(Referring expression data)
◇ ◇ ◇

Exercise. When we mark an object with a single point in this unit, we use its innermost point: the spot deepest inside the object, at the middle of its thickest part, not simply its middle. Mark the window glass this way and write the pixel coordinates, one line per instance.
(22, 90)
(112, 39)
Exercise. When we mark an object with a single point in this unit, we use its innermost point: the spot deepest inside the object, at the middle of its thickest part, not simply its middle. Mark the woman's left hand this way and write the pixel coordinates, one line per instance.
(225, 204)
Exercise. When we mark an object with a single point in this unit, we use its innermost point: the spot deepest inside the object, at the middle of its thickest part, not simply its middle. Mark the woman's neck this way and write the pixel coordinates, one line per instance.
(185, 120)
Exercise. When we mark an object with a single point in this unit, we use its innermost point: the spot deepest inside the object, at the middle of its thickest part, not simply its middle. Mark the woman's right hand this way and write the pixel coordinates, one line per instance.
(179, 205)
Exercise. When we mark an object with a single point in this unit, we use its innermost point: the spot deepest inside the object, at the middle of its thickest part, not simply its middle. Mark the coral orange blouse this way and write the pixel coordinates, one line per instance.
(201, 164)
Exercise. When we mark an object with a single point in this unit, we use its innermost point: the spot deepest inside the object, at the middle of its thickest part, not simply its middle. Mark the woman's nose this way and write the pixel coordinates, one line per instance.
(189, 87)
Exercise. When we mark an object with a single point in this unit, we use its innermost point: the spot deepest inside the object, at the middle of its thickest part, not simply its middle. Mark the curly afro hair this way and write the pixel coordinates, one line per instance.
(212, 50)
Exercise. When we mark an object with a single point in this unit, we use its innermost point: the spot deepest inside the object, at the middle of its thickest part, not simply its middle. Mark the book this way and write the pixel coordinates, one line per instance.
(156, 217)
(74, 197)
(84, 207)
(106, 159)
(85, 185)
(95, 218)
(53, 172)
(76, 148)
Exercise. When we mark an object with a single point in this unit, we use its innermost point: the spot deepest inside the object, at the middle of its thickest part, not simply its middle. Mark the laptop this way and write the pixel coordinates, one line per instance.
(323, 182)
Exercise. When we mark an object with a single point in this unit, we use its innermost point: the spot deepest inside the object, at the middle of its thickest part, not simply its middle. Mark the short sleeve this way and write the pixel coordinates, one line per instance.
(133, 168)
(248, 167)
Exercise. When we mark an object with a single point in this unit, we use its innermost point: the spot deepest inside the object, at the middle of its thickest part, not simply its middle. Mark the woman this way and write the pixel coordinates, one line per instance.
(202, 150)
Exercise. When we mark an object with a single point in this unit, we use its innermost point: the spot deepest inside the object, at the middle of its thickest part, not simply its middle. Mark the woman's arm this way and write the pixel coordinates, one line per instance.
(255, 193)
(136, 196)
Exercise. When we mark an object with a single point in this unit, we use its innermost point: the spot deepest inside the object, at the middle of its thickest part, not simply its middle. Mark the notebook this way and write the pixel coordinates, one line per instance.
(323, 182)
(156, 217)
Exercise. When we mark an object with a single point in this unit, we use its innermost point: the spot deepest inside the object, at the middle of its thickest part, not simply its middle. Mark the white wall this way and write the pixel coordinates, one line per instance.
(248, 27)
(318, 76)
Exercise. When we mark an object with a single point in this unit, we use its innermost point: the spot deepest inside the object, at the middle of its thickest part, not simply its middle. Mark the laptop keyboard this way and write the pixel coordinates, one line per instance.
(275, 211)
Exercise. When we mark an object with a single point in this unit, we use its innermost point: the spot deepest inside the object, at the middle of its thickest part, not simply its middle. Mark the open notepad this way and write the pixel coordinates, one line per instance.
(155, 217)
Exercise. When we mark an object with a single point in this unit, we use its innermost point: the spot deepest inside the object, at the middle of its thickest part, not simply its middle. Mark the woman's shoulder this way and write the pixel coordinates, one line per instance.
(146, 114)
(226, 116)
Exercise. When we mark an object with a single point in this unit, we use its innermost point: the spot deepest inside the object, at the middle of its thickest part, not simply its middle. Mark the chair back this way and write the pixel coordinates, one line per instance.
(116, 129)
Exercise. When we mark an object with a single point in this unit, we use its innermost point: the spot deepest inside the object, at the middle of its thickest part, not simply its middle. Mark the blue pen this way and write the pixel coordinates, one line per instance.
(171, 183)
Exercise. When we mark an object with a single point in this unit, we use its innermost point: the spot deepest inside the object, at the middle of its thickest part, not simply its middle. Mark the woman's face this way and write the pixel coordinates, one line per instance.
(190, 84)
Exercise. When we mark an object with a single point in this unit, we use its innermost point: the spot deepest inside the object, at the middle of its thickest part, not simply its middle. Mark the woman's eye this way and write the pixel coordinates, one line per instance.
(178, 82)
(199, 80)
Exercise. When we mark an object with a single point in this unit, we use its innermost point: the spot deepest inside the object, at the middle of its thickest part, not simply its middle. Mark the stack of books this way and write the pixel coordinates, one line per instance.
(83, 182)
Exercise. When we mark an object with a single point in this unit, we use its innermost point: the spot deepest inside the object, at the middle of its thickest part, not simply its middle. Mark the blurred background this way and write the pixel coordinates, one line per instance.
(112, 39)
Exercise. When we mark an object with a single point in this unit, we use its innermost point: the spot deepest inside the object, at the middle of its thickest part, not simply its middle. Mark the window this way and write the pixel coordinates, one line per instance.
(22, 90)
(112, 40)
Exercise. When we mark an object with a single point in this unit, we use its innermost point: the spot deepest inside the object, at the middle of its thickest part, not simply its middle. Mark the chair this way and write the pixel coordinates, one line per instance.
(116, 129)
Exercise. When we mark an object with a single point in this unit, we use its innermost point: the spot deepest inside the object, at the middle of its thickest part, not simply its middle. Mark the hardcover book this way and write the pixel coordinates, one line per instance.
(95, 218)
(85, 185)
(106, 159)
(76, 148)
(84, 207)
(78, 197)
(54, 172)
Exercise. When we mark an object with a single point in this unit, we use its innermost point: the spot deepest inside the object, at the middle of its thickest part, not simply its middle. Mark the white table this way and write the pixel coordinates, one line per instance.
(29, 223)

◇ ◇ ◇

# WORK ITEM:
Transcribe every entry, keeping each line exactly as it reads.

# PROBLEM SOLUTION:
Exercise. When we mark an object with a single point in this unit, we use its innermost point: the spot deepest inside the object, at the middle of its thickest part, not simply its middle. Mark the window glass this way and write the pixel coordinates, one line per instance.
(22, 90)
(112, 39)
Exercise. When we mark an object with a single point in this unit, we use its innermost point: the spot deepest inside the object, at the middle of its thickest part, not simply its middle. Mark the woman's left hand this way and write the pixel coordinates, one line per instance.
(225, 204)
Exercise. When we mark an object with a single point in this unit, we use its innermost point: the spot deepest inside the object, at the middle of its thickest part, not simply its middle. Mark the woman's neck this way and write the pixel coordinates, one line per instance.
(185, 120)
Exercise. When we mark an object with a single point in this unit, we use its innermost point: the spot deepest inside the object, at the middle of its thickest part, not simply its middle. Mark the woman's right hand this way and write the pixel coordinates, one line per instance.
(179, 205)
Exercise. When we mark an object with a single point in this unit, we use its innermost point: the spot deepest inside the object, at the middle of its thickest part, not simply its middle. Mark the coral orange blouse this way and write the pixel coordinates, one line per instance.
(201, 164)
Exercise. When we mark an object with a single point in this unit, we use its innermost point: the spot deepest inside the object, at the middle of its thickest part, not simply its middle. Mark the woman's nose this way and write the pixel coordinates, one line per instance.
(189, 87)
Exercise. When we mark an object with a single point in this unit, we use its innermost point: the spot deepest inside the object, at the middle of its thickest part, not simply its middle. Mark the curly afro hair this way and write the pixel coordinates, one line per instance.
(212, 50)
Exercise. When we mark an object with a single point in this unit, we use its innermost point: the spot deepest inside the object, at the middle of its thickest part, not simply its middle. Mark the book this way and write the pixel coordinates, one line per instance.
(156, 217)
(74, 197)
(84, 207)
(106, 159)
(85, 185)
(95, 218)
(53, 172)
(76, 148)
Exercise. When we mark an object with a single point in this unit, we use its innermost point: the spot deepest inside the object, at the middle of its thickest part, not simply its middle. Mark the laptop this way and write the pixel coordinates, one line per instance.
(323, 182)
Exercise. When we mark an object with a single point in this unit, we use its innermost point: the spot deepest inside the object, at the middle of its thickest part, not simply its middle. Mark the short sleeve this way and write the pixel coordinates, one line per instance.
(133, 168)
(248, 167)
Exercise. When we mark an object with a single point in this unit, we use its innermost point: the spot deepest inside the object, at the middle of its thickest part, not simply its middle. Mark the woman this way and write the pixel coordinates, one line per instance.
(202, 150)
Exercise. When we mark an object with a single point in this unit, we use its innermost point: the spot deepest inside the object, at the middle of its thickest part, not simply its middle. Mark the woman's arm this way and write the pixel coordinates, one line per instance.
(255, 193)
(136, 196)
Exercise. When we mark an object with a single point in this unit, we use its innermost point: the spot deepest inside the object, at the middle of its thickest part, not simply its middle. Mark the notebook this way and write the pixel coordinates, one line per instance.
(323, 182)
(156, 217)
Exercise. When we mark an object with a single point in this unit, we use its innermost point: the spot deepest inside the object, at the middle of its thickest part, not simply its middle. Mark the white wall this way and write the pixel coordinates, one line per instance.
(248, 27)
(318, 76)
Exercise. When we mark an object with a single point in this unit, we use its innermost point: the spot deepest inside the object, at the middle of its thickest part, not simply its middle. Mark the laptop keyboard this way and write the pixel coordinates, one line per instance.
(275, 211)
Exercise. When we mark an object with a single point in this unit, we use its innermost point: the spot deepest inside the object, at the middle of its thickest part, not simply its middle. Mark the open notepad this way and write the pixel coordinates, one line per instance.
(155, 217)
Exercise. When we mark an object with a single point in this unit, we use its innermost point: the spot deepest inside the object, at the middle of its thickest part, not simply its middle. Mark the woman's shoulder this way and write the pixel coordinates, one line per instance.
(146, 114)
(226, 116)
Exercise. When we mark an object with a single point in this unit, we use its innermost point: the spot deepest inside the object, at the middle of its thickest part, not simply its middle. Mark the chair back this way and write the pixel coordinates, one line per instance.
(116, 129)
Exercise. When we mark an object with a single point in this unit, we use its innermost point: the spot deepest inside the object, at the middle of its thickest part, not simply its middle. Mark the blue pen this way and write the pixel coordinates, one line per instance.
(171, 183)
Exercise. When we mark an object with a single point in this unit, we use its innermost point: the spot deepest inside the object, at the middle of its thickest part, not simply its middle. Mark the woman's face this way and write the pixel coordinates, one line per instance.
(190, 84)
Exercise. When we mark an object with a single point in this unit, we use its innermost point: the spot deepest inside the object, at the middle of its thickest part, not simply its middle. Mark the woman's eye this way and write the pixel coordinates, one line per instance.
(178, 82)
(199, 80)
Exercise. When we mark an object with a single point in this unit, we use its innermost point: the spot deepest inside the object, at the middle of its thickest part, not simply its middle. Mark the stack of books this way and write the pixel coordinates, one line per instance.
(83, 182)
Exercise. When we mark an object with a single point in this unit, we use its innermost point: the spot deepest inside the object, at the middle of its thickest part, not simply its middle. Mark the blurred background this way and write the pixel coordinates, one line per instance.
(112, 39)
Exercise. When we mark an object with a single point in this unit, we use its innermost point: the spot deepest inside the object, at the middle of its thickest part, not simply its middle. Mark the window this way and write the pixel coordinates, one line per instance.
(22, 90)
(112, 40)
Exercise. When we mark an object with a single point in this unit, we use its innermost point: the spot deepest inside the object, at the middle of its thickest part, not simply its middle. Mark the chair this way and write the pixel coordinates, one line per instance.
(116, 129)
Exercise. When we mark an object with a single point in this unit, we use its innermost point: the spot deepest inside the object, at the middle of its thickest part, not simply its middle. Mark the hardcover book this way and write the pixel coordinates, one line per instance.
(95, 218)
(85, 185)
(106, 159)
(76, 148)
(84, 207)
(78, 197)
(54, 172)
Exercise. When we mark an object with a single point in this unit, we use its innermost point: the spot deepest inside the object, at the middle of its thickest part, not simply its middle. Mark the white table this way and write the pixel coordinates, one line per instance.
(29, 223)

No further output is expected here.